(Object point labels)
----------

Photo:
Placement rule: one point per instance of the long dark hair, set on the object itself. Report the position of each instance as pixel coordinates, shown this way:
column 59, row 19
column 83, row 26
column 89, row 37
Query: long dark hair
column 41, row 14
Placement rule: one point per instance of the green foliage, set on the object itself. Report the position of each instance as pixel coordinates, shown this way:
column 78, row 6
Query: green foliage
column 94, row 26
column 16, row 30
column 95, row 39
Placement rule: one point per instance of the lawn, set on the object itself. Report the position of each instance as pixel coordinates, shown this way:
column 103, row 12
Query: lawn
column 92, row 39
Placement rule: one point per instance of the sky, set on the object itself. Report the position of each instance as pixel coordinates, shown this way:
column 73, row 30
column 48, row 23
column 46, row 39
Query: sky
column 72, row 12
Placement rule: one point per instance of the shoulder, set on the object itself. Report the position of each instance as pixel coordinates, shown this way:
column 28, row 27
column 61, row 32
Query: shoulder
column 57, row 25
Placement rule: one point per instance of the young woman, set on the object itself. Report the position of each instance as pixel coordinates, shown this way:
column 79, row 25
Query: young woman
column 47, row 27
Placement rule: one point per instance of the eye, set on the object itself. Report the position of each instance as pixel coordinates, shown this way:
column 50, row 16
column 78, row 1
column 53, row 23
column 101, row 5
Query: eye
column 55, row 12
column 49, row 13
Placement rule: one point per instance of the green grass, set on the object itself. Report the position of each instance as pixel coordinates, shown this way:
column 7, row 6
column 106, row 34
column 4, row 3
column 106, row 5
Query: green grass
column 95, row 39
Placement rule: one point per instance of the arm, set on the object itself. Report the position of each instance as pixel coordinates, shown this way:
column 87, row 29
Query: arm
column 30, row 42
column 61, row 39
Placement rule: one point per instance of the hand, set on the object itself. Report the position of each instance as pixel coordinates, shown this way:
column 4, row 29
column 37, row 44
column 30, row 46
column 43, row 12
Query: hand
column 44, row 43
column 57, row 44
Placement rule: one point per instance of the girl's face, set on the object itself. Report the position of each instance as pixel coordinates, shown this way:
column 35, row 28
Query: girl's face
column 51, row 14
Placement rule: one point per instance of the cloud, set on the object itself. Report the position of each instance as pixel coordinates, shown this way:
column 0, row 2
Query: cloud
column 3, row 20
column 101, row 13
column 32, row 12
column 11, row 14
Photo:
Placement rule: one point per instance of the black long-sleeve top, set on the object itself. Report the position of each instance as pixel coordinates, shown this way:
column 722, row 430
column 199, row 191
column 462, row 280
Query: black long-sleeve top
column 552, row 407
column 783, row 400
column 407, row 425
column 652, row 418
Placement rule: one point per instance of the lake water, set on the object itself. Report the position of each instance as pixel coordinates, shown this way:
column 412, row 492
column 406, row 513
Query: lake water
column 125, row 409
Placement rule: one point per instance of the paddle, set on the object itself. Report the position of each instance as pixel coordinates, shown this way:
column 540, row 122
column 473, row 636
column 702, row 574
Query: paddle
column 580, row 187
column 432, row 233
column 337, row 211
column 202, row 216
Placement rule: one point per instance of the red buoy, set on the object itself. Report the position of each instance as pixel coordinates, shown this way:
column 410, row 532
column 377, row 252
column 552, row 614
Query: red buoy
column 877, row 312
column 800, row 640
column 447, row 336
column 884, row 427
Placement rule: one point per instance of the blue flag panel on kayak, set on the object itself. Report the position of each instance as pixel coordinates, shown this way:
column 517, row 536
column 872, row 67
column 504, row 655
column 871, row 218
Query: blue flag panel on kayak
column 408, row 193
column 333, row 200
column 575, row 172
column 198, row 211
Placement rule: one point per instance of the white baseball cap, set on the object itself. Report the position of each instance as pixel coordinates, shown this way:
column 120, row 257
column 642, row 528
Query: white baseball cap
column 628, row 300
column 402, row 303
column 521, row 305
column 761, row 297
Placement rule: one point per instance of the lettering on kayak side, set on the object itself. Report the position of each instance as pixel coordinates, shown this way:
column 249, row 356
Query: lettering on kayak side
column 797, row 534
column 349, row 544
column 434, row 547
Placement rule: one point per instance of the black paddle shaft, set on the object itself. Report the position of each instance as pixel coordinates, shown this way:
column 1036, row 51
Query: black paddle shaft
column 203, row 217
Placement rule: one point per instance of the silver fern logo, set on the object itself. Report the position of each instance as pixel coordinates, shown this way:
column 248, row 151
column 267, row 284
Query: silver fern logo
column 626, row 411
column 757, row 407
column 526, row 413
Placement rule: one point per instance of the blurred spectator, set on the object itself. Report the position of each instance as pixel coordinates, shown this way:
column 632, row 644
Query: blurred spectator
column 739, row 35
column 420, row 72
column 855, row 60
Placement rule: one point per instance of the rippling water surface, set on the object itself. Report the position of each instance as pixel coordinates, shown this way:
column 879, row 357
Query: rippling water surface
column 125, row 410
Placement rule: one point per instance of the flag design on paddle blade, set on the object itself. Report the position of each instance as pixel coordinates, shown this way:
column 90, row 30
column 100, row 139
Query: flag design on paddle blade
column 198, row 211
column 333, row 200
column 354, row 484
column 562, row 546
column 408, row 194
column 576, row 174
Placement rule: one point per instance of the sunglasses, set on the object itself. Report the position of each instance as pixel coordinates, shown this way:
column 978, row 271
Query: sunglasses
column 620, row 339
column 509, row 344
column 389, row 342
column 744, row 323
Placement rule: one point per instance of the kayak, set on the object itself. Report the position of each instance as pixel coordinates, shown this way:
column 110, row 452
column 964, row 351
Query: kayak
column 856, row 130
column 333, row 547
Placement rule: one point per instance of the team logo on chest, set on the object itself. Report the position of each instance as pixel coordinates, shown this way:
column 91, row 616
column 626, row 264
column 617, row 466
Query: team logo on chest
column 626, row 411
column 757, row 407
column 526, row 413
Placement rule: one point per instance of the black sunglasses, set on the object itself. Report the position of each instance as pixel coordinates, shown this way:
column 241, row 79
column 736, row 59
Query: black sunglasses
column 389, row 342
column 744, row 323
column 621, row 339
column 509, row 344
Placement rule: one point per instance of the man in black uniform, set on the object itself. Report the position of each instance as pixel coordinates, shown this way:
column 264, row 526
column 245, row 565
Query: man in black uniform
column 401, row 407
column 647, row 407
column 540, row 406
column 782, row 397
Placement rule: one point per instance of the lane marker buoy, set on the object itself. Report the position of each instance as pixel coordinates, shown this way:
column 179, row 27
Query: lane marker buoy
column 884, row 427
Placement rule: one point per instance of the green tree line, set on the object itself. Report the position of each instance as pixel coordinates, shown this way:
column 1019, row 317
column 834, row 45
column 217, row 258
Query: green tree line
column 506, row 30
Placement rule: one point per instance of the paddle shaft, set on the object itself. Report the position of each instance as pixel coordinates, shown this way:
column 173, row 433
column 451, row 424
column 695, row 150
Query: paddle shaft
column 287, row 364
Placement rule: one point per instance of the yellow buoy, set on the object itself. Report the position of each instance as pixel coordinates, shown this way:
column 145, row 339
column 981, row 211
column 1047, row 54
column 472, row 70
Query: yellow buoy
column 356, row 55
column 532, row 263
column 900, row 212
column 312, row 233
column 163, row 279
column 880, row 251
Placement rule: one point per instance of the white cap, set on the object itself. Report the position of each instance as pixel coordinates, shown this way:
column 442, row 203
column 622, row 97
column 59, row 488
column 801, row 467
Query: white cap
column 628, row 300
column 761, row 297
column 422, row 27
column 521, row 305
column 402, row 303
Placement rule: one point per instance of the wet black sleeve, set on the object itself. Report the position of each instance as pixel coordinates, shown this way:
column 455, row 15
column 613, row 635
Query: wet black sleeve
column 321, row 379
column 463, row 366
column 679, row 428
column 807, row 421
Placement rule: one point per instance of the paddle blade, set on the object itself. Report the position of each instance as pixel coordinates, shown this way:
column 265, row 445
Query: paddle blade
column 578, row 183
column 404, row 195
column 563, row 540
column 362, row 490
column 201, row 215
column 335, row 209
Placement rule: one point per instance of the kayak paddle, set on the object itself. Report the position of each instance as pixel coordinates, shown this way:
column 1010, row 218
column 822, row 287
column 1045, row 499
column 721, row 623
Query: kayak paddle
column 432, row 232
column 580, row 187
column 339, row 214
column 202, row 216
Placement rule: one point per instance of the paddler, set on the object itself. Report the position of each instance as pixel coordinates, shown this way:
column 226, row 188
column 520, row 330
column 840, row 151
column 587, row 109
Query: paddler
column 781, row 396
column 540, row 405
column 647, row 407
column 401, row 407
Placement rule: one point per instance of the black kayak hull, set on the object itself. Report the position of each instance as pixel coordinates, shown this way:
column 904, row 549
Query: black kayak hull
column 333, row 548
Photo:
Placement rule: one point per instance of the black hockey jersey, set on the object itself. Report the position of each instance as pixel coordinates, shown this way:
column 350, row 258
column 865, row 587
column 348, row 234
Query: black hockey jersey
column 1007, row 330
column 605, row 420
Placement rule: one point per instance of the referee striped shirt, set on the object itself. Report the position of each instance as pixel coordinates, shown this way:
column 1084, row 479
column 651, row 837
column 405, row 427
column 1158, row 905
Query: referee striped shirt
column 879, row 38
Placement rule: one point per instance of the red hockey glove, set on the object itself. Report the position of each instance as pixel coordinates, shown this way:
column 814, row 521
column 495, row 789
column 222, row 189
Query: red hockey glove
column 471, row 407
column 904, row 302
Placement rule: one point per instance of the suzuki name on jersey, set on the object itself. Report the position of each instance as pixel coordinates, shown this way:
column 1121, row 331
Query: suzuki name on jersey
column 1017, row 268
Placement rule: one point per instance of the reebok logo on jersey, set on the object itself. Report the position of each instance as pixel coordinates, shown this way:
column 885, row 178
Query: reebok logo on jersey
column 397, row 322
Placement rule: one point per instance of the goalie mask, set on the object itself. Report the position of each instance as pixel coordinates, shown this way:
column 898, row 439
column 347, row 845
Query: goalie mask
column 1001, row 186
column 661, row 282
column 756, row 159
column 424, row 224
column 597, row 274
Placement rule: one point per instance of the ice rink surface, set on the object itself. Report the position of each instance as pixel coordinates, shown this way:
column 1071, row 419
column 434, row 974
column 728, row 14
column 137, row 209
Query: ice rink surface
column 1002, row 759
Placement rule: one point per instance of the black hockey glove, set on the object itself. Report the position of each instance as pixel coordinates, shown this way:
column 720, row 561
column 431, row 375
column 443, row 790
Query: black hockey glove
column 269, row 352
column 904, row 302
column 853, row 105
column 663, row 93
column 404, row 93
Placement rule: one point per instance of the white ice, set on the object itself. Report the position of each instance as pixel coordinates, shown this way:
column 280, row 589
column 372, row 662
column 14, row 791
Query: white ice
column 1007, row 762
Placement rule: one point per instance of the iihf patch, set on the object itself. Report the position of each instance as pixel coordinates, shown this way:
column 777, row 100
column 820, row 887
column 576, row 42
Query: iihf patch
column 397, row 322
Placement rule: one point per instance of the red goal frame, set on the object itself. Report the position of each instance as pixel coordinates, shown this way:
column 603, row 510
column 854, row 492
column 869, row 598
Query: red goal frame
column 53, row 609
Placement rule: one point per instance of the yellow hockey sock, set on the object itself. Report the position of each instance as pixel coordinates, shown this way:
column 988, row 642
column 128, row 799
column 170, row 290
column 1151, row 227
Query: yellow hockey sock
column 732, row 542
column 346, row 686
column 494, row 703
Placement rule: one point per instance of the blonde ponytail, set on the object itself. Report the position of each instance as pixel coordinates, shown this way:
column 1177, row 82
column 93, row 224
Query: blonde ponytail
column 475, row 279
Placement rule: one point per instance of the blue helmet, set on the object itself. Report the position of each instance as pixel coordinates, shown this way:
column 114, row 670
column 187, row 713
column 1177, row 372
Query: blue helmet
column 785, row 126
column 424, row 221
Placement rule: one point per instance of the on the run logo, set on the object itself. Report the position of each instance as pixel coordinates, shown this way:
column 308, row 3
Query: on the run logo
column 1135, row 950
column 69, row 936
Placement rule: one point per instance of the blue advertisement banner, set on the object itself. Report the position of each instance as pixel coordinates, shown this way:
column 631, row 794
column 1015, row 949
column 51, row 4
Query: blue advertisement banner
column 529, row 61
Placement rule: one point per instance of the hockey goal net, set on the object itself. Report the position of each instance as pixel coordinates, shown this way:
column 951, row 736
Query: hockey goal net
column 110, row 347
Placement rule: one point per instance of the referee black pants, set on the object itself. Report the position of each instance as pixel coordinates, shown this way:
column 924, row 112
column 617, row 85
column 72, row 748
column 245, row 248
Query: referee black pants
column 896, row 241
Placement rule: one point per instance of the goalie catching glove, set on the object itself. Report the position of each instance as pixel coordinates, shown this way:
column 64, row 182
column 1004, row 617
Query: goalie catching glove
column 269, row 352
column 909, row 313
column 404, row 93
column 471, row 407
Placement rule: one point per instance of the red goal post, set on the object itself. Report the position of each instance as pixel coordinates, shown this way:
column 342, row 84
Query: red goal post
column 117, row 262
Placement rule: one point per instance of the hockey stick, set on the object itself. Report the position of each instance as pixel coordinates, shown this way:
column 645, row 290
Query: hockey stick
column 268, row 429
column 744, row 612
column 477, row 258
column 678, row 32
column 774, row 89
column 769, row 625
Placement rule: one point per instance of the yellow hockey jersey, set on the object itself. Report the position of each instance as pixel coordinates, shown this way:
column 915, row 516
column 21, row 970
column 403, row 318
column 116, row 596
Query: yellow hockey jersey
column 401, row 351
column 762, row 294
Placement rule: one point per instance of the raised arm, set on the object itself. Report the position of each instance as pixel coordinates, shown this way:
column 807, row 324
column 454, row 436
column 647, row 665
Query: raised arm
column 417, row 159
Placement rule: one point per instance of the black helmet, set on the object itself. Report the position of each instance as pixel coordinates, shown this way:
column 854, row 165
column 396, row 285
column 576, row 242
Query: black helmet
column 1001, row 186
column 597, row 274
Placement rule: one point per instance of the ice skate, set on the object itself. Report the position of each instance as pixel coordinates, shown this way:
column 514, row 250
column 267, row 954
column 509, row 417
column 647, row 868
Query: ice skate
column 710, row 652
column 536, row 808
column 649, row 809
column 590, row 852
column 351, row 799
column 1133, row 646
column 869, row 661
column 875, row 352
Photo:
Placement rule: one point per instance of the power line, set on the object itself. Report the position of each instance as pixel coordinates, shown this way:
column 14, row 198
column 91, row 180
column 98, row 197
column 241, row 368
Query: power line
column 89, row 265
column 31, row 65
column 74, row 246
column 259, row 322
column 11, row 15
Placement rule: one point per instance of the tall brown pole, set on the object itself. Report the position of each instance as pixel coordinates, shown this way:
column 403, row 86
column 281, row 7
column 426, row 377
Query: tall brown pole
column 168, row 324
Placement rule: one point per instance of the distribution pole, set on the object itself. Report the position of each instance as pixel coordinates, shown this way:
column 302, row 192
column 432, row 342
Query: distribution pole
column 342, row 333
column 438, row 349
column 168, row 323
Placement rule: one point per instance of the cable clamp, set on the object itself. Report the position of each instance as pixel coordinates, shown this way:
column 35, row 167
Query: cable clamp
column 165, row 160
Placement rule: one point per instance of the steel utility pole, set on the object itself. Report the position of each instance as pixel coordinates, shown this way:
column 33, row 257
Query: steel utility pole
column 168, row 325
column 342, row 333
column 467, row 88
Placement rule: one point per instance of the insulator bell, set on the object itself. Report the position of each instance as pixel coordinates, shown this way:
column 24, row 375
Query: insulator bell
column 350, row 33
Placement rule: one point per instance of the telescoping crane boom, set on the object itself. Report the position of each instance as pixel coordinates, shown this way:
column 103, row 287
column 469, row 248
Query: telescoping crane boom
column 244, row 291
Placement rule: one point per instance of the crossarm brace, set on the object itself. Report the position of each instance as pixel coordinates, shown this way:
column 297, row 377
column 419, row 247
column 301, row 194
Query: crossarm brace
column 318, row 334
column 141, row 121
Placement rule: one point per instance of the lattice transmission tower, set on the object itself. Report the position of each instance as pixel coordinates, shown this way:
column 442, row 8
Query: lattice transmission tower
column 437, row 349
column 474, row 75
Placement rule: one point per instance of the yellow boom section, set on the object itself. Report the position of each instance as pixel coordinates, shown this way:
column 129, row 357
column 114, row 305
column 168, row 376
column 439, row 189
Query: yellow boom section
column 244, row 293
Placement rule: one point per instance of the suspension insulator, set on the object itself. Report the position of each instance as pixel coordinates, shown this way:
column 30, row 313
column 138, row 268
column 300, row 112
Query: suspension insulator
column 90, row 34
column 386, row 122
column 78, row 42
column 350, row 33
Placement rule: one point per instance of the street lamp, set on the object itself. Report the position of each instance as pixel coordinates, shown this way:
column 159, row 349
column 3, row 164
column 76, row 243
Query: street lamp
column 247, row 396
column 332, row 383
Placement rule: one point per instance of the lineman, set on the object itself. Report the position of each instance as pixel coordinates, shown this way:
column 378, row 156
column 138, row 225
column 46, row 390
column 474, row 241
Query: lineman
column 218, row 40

----------

__Prompt__: Write out the items from the line with "Placement rule: one point per instance of the telescoping" to the line with "column 141, row 121", both lines included, reproducing each line unchanged.

__Answer__:
Placement rule: one point per instance of the telescoping crane boom, set on the object itself. Report the position of each instance as pixel coordinates, shown this way:
column 103, row 287
column 469, row 248
Query: telescoping crane boom
column 244, row 291
Placement rule: one point per instance of the crossarm brace, set on the object itself. Report the position of each instance as pixel coordinates, shown this way:
column 297, row 377
column 419, row 247
column 301, row 194
Query: crossarm brace
column 318, row 334
column 141, row 121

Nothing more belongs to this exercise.